We started hiking along the Sugar Camp Trail until we started hearing a Red-bellied Woodpecker vocalize off to the left. We left the trail and walked toward the sound until we spotted the bird. Woodpeckers are always so busy creeping along tree trunks and flying from branch to branch as they use their long beaks to find insects between flakes of bark and leaf buds. We kept the bird in view for a couple minutes, but then it flew to a tree far in the distance. I decided that trying to find it again would be an unsuccessful strategy, so we backtracked to the trail through a particularly muddy section of forest. Josh got mud all the way up to his pant leg. I asked if his feet were still dry and he said yes. That was good, because I have found that three hours of walking in wet boots is no fun at all!
Josh and I follow these rules developed during my 20 years of nest searching:
Walk a few paces and then stop to listen.
If you hear pecking sounds, go find the bird making them (but be aware that water gurgling in a stream and branches scraping in the breeze can misleadingly sound like a woodpecker).
If you hear woodpecker vocalizations, go find the bird if it seems close (100 yards); otherwise, ignore them because the bird will probably move before you find it.
Sometimes while listening, you will see a woodpecker flying between trees. Once in view, follow it with binoculars for as long as you can. It may lead you to its nest.
Always approach a woodpecker (or possible woodpecker location) with the sun behind your back. This way, you can see the bird clearly while the bird cannot see you as well.
If you see a tree trunk with fungus or some kind of injury, that’s a good place for a woodpecker to build a nest. Use your binoculars to look for nest holes. If the hole is of the proper diameter and shape, and the hole appears newly excavated, just watch it for a few minutes to see if a woodpecker arrives or departs from inside the tree.
If you don’t hear or see any woodpeckers but instead see some other interesting bird, take a look through your binoculars and enjoy the moment. Likewise, appreciate the wildflowers and plants you are walking through. And always look for salamanders and snakes underfoot, owls looking out from hollow trees, and the occasional porcupine, raccoon, or bear cub nestled between tree trunks.
Limit nest searches to 3 hours in the morning. After 3 hours, you get bored and dull-witted.
By 8:00am Josh and I are watching another Red-bellied Woodpecker as she probes underneath the flaky bark of hickory trees. A Downy Woodpecker appears, and (strangely) chases the Red-bellied Woodpecker from her perch. At this moment I had to decide what to do: should we follow the Red-belly, or should we begin watching the Downy Woodpecker? It’s pretty much impossible to follow more than one bird at a time…though as Josh gets more experience, I can ask him to follow one bird while I follow the other. Today, though, I wanted to follow the Downy. Downy Woodpecker nests are more difficult to find than Red-bellied Woodpeckers because the Downies have smaller nests that can be located higher off the ground.

▶ **Written request a**
Copy the woodpecker nest-searching passage from "If you see a" up to and including "bored and dull-witted.", substituting "field glasses" for every "binoculars".

▶ **Material supplied**
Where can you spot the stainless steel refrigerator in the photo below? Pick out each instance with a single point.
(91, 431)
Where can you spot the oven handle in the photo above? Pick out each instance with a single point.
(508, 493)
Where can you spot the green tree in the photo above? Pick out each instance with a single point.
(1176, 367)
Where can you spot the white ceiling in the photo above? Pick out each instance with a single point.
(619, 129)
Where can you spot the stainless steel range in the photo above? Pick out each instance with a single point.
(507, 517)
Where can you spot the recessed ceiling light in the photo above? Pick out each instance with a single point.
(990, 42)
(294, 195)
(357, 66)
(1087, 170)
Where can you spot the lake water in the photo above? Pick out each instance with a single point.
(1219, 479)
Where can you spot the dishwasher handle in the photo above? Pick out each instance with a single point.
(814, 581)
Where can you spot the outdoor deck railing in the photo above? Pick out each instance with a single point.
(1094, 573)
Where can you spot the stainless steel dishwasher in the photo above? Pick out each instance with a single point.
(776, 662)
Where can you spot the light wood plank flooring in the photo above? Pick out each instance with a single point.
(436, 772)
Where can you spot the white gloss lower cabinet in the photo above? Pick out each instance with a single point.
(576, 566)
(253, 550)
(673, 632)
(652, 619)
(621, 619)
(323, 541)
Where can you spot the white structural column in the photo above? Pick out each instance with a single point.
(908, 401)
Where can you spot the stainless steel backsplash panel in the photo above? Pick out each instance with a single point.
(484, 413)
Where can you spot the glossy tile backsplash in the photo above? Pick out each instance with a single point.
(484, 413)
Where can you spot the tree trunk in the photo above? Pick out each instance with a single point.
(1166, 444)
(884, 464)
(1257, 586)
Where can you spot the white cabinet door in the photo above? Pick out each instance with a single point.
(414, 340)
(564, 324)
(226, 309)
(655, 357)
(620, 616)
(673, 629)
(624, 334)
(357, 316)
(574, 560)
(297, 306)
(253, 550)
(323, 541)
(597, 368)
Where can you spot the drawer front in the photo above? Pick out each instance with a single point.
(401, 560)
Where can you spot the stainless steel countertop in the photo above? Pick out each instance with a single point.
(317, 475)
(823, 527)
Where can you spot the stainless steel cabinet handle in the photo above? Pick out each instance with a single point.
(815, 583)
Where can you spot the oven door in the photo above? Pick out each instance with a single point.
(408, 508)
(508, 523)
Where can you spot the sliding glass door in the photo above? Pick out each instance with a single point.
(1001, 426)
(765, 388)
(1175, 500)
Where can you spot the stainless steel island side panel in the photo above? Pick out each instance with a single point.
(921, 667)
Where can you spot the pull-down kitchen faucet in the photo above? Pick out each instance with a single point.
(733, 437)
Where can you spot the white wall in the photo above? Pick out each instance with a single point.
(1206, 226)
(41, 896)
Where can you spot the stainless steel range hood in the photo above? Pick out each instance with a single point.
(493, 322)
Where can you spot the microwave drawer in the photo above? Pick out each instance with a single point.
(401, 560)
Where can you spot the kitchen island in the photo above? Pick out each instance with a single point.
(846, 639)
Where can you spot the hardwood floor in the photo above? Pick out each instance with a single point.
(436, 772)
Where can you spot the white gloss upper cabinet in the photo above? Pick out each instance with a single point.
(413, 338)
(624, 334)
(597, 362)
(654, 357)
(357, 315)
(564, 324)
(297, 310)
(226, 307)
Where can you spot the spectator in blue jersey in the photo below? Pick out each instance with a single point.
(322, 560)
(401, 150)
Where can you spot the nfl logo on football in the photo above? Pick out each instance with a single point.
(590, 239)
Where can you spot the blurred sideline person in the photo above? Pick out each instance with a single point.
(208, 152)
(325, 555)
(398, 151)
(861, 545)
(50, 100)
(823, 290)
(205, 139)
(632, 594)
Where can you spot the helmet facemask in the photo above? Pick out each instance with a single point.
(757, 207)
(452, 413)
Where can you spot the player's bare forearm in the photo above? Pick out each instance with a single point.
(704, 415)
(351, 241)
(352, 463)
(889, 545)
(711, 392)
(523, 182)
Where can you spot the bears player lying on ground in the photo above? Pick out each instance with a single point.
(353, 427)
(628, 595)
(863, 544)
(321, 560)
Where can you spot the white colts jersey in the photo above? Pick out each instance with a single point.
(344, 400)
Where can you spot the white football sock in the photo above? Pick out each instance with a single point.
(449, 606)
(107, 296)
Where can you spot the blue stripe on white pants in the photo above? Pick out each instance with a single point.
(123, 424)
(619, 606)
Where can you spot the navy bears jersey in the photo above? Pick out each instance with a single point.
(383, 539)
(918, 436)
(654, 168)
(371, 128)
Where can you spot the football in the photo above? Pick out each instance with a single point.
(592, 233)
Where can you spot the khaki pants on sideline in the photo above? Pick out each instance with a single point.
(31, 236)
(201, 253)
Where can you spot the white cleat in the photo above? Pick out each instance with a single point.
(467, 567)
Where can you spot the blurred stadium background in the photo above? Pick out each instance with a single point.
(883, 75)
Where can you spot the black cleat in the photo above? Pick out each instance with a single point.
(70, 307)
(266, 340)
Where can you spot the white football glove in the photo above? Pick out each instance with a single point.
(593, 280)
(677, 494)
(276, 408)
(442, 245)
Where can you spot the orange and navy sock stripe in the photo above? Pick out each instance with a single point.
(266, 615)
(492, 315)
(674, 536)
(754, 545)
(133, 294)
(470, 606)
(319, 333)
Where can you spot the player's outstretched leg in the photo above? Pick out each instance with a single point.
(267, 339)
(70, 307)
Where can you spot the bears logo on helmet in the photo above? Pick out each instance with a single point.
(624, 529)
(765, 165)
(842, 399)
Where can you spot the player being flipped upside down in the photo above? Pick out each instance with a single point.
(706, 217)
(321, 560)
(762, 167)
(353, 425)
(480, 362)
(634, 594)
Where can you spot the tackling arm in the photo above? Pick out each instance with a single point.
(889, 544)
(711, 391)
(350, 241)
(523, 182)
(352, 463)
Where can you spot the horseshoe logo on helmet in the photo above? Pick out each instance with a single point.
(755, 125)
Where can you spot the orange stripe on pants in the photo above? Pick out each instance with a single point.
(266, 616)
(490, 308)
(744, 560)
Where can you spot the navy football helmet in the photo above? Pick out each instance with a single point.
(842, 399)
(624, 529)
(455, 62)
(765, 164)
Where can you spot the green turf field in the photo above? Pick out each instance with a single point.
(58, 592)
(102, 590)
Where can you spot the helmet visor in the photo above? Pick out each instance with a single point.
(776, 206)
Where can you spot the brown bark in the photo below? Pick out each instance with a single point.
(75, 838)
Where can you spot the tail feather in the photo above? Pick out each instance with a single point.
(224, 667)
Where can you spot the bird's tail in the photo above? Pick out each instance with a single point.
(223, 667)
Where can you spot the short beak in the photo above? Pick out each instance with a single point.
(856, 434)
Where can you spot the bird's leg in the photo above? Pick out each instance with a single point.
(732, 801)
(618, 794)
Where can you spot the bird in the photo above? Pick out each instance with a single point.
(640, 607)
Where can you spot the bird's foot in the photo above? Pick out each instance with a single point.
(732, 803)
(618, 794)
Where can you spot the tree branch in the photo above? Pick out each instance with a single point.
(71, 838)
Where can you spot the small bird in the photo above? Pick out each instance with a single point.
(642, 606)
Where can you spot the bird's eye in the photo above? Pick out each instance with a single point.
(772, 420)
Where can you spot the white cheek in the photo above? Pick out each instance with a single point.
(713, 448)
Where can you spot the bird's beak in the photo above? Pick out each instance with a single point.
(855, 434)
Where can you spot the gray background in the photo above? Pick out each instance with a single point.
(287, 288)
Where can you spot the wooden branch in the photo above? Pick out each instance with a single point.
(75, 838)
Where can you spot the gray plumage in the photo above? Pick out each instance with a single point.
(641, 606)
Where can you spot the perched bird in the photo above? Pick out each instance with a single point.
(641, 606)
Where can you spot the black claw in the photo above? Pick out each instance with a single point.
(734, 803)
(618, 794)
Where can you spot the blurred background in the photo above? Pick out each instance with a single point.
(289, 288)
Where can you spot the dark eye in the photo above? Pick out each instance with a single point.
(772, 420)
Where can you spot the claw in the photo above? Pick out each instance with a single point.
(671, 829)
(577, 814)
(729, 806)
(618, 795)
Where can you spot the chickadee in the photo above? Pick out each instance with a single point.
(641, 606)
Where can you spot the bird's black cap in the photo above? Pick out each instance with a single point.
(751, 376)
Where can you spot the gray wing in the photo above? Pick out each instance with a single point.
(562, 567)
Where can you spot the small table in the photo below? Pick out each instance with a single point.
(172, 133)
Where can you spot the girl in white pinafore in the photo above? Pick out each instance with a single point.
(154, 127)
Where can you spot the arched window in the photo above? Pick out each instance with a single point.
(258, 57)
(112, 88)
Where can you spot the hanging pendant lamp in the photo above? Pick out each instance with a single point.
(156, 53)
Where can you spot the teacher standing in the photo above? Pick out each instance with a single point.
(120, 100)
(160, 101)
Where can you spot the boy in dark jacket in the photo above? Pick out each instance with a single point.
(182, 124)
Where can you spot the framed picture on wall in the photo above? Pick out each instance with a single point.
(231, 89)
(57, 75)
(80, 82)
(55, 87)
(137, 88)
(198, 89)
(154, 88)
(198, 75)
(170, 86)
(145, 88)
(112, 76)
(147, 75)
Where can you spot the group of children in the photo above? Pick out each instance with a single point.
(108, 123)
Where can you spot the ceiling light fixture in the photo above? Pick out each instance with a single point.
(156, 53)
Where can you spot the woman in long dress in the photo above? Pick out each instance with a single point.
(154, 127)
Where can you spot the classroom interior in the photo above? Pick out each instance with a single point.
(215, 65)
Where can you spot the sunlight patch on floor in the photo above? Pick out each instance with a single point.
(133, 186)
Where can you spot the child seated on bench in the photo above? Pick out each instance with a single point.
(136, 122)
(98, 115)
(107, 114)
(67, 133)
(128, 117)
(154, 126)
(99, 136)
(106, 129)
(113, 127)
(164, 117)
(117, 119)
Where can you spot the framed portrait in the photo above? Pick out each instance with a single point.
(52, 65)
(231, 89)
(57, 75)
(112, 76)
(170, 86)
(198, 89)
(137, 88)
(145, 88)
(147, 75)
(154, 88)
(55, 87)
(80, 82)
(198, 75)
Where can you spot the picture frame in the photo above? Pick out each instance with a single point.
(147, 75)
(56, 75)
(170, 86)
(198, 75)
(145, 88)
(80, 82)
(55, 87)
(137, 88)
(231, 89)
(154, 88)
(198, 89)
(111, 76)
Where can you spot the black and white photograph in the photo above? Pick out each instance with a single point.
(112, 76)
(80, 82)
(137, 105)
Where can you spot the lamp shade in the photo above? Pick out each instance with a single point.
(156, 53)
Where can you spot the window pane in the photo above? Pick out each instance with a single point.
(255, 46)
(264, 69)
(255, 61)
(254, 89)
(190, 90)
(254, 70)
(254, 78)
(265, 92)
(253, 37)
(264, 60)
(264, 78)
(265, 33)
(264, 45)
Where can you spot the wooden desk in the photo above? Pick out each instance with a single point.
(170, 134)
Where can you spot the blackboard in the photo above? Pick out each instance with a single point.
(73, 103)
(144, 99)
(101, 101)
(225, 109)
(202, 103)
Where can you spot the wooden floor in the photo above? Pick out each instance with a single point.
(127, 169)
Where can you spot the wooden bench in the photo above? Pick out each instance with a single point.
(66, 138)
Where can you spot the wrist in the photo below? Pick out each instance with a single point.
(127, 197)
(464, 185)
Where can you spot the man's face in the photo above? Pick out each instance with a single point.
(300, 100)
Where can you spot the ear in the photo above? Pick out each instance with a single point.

▶ **Written request b**
Express the rows from the line with "Where can you spot the recessed" up to and including the line with "(1175, 500)" as a Markdown table with the columns Number and Entry. Give each line its own number, and omit any blank lines.

▶ **Finished answer a**
If you see a tree trunk with fungus or some kind of injury, that’s a good place for a woodpecker to build a nest. Use your field glasses to look for nest holes. If the hole is of the proper diameter and shape, and the hole appears newly excavated, just watch it for a few minutes to see if a woodpecker arrives or departs from inside the tree.
If you don’t hear or see any woodpeckers but instead see some other interesting bird, take a look through your field glasses and enjoy the moment. Likewise, appreciate the wildflowers and plants you are walking through. And always look for salamanders and snakes underfoot, owls looking out from hollow trees, and the occasional porcupine, raccoon, or bear cub nestled between tree trunks.
Limit nest searches to 3 hours in the morning. After 3 hours, you get bored and dull-witted.

▶ **Finished answer b**
| Number | Entry |
|---|---|
| 1 | Where can you spot the recessed ceiling light in the photo above? Pick out each instance with a single point. |
| 2 | (990, 42) |
| 3 | (294, 195) |
| 4 | (357, 66) |
| 5 | (1087, 170) |
| 6 | Where can you spot the lake water in the photo above? Pick out each instance with a single point. |
| 7 | (1219, 479) |
| 8 | Where can you spot the dishwasher handle in the photo above? Pick out each instance with a single point. |
| 9 | (814, 581) |
| 10 | Where can you spot the outdoor deck railing in the photo above? Pick out each instance with a single point. |
| 11 | (1094, 573) |
| 12 | Where can you spot the stainless steel dishwasher in the photo above? Pick out each instance with a single point. |
| 13 | (776, 662) |
| 14 | Where can you spot the light wood plank flooring in the photo above? Pick out each instance with a single point. |
| 15 | (436, 772) |
| 16 | Where can you spot the white gloss lower cabinet in the photo above? Pick out each instance with a single point. |
| 17 | (576, 566) |
| 18 | (253, 550) |
| 19 | (673, 632) |
| 20 | (652, 619) |
| 21 | (621, 619) |
| 22 | (323, 541) |
| 23 | Where can you spot the white structural column in the photo above? Pick out each instance with a single point. |
| 24 | (908, 401) |
| 25 | Where can you spot the stainless steel backsplash panel in the photo above? Pick out each instance with a single point. |
| 26 | (484, 413) |
| 27 | Where can you spot the glossy tile backsplash in the photo above? Pick out each instance with a single point. |
| 28 | (484, 413) |
| 29 | Where can you spot the tree trunk in the photo above? Pick out each instance with a single point. |
| 30 | (1166, 444) |
| 31 | (884, 464) |
| 32 | (1257, 586) |
| 33 | Where can you spot the white cabinet door in the photo above? Pick out each instance with a single point. |
| 34 | (414, 340) |
| 35 | (564, 324) |
| 36 | (226, 309) |
| 37 | (655, 357) |
| 38 | (620, 616) |
| 39 | (673, 629) |
| 40 | (624, 334) |
| 41 | (357, 316) |
| 42 | (574, 560) |
| 43 | (297, 306) |
| 44 | (253, 550) |
| 45 | (323, 541) |
| 46 | (597, 368) |
| 47 | Where can you spot the drawer front in the photo above? Pick out each instance with a single point. |
| 48 | (401, 560) |
| 49 | Where can you spot the stainless steel countertop in the photo above? Pick out each instance with a single point. |
| 50 | (317, 475) |
| 51 | (823, 527) |
| 52 | Where can you spot the stainless steel cabinet handle in the photo above? Pick out each instance with a single point. |
| 53 | (815, 583) |
| 54 | Where can you spot the oven door in the photo above? Pick out each instance with a single point. |
| 55 | (408, 508) |
| 56 | (508, 523) |
| 57 | Where can you spot the sliding glass door in the photo above? Pick out each instance with a single point. |
| 58 | (1001, 426) |
| 59 | (765, 388) |
| 60 | (1175, 500) |